** start of MATERIAL FOR THIS TASK **

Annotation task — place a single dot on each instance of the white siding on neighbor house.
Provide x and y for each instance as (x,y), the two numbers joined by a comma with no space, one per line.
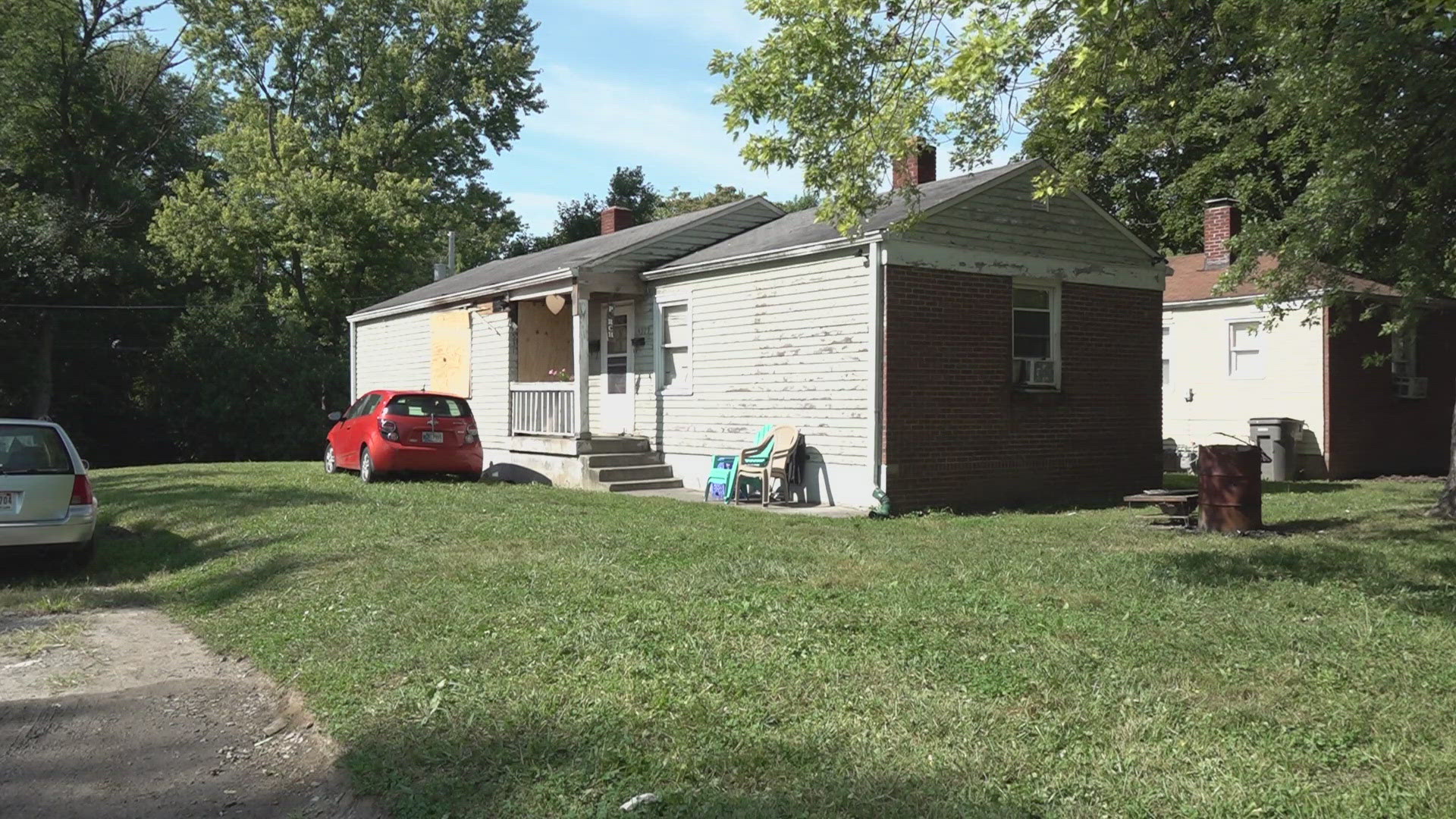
(1197,352)
(392,353)
(1008,219)
(772,346)
(491,353)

** end of MATERIAL FOR THIS TASK **

WHAT IS BEING ASKED
Go through the data items above and substitute "point" for each "dot", keeping every other word and the answers unchanged. Leave the pictures out of your answer.

COMPLETE RESPONSE
Annotation task — place a single point on each instance of the white siding on neighbor house.
Provide x and y for each instance as (x,y), the two numbers joined by a comma with no space, one per line.
(1197,352)
(392,353)
(1008,219)
(772,346)
(491,353)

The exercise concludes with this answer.